ОТРЫВОК ->
Л. - Я готов допустить, что во всем этом не очень много "безмерности", уж если вы так странно - и пространно - подходите к русской мысли именно с этой точки зрения. Но признаюсь, мне кажутся не очень убедительными и ваши старания увидеть в древней русской литературе воплощение красоты-добра. Для разрешения этого вопроса нам надо было бы коснуться литературы богословской, а мы тут не очень осведомлены.
А. - Насколько я помню, например, учение Кирилла Туровского, в нем то, что на протестантском языке можно было бы назвать эстетическими элементами, тесно сливается с чисто-религиозными настроениями. Кажется, знатоки его признают замечательным поэтом в истории русского богословия. Впрочем, Г. П. Федотов считает это мнение не очень верным"(204)... Мне жаль, что я вас утомил соображениями о мнимой безмерности русской культуры, - что ж делать, она ведь ложный канон и, по-моему, довольно вредный. Я все-таки хотел бы еще кратко добавить, что, к счастью, ни малейшего намека ни на какую безмерность нет и в лучшем из ранней русской прозы, - в "Фроле Скобееве", в "Повести временных лет", в "Горе-Злосчастии". А записки старых русских путешественников, как подлинные, так и апокрифические? Все эти умные и толковые люди скорее удивлялись безмерности западной. Это сказывалось даже в мелочах. Некоторых из них поражала грандиозностью не только Византия. Одни, правда, просто врали, как автор "Слова о некоем старце", который в "граде Египте" нашел 14.000 улиц, а на каждой улице 10.000 дворов, да 14.000 бань, да 14.000 кабаков" (оговариваюсь, я этого "Слова" не читал и цитирую не по первоисточнику(205). Но и очень серьезные, правдивые путешественники наивно изумлялись величию и грандиозности третьестепенных западных городков, вроде Юрьева, Любека, Брауншвейга. В них все "вельми чудно", - странники захлебываются от восторга, плохо вяжущегося и с национальной исключительностью, и с ксенофобией, и даже с пониманием (правда, несколько более поздним) Москвы, как Третьего Рима.

ОБЯЗАТЕЛЬНОЕ ЗАДАНИЕ A -> Величию каких третьестепенных западных городков, согласно отрывку, изумлялись серьезные и правдивые путешественники?
ОБЯЗАТЕЛЬНОЕ ЗАДАНИЕ B -> Выведите часть отрывка между словами «Л. - Я готов» и «не очень осведомлены.» включительно.
Эти записи для работы не требуются.

(Фрагменты набора данных с разметкой местоположений)
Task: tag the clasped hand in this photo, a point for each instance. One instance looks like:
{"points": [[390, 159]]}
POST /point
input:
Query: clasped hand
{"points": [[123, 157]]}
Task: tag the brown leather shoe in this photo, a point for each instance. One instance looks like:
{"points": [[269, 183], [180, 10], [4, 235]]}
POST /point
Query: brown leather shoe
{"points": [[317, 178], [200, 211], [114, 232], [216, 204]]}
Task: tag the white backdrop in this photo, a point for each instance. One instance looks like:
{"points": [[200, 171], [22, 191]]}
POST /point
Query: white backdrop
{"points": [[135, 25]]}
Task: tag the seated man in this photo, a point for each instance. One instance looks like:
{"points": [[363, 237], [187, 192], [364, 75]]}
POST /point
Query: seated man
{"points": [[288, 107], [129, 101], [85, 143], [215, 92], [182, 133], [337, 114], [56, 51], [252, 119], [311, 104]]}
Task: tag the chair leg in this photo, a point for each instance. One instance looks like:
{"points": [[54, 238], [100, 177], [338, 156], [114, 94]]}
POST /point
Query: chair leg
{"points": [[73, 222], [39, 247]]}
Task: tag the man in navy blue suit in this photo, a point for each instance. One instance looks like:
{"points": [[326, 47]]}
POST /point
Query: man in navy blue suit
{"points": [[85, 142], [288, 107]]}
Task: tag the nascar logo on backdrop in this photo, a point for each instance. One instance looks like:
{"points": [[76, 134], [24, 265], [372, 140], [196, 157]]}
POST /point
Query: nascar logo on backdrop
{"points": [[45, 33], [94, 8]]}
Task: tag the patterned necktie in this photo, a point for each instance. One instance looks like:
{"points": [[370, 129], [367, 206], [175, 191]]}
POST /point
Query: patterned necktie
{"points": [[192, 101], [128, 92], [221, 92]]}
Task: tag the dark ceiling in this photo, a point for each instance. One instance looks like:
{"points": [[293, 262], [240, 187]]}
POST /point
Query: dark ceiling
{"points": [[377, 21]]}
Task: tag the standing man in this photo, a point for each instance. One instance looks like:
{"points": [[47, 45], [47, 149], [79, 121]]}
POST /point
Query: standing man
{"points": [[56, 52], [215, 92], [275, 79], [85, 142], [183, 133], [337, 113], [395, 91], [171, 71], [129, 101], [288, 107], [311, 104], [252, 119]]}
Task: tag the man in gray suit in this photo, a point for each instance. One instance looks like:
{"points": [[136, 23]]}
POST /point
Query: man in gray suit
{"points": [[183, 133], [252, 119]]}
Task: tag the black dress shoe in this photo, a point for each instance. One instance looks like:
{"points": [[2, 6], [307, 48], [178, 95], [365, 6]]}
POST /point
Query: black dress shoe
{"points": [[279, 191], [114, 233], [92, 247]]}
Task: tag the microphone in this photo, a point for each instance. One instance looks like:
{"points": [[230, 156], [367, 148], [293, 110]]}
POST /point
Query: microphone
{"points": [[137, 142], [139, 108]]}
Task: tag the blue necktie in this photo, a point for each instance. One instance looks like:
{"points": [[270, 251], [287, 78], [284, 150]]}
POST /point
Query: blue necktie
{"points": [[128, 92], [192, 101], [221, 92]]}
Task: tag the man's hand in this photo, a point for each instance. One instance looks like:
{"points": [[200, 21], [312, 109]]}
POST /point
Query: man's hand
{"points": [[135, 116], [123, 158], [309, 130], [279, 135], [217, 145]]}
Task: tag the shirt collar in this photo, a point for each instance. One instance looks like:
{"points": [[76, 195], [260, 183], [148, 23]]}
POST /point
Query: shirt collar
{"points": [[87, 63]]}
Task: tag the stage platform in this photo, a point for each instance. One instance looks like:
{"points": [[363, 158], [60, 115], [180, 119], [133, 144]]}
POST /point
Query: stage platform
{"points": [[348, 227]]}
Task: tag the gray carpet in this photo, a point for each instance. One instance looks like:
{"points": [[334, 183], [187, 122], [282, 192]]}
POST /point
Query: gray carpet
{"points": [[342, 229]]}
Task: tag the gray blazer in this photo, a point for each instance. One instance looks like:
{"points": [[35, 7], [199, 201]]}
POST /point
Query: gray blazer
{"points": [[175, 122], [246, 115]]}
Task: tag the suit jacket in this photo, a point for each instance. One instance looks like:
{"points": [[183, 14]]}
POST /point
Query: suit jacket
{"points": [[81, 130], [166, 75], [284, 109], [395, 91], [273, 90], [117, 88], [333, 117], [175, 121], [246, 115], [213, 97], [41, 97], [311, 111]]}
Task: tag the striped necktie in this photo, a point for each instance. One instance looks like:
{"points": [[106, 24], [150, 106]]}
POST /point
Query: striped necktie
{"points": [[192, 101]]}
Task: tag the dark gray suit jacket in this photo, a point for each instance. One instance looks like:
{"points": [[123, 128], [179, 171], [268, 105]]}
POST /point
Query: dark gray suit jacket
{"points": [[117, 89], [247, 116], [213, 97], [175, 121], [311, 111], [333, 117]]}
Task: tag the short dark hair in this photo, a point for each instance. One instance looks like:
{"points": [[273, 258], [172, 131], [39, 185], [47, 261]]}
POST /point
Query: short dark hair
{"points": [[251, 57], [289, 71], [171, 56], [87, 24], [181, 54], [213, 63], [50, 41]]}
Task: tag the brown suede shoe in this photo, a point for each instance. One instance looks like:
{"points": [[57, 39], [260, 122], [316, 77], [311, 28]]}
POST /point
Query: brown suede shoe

ПОЛНЫЙ ОТВЕТ A -> Юрьева, Любека и Брауншвейга.

ПОЛНЫЙ ОТВЕТ B ->
Л. - Я готов допустить, что во всем этом не очень много "безмерности", уж если вы так странно - и пространно - подходите к русской мысли именно с этой точки зрения. Но признаюсь, мне кажутся не очень убедительными и ваши старания увидеть в древней русской литературе воплощение красоты-добра. Для разрешения этого вопроса нам надо было бы коснуться литературы богословской, а мы тут не очень осведомлены.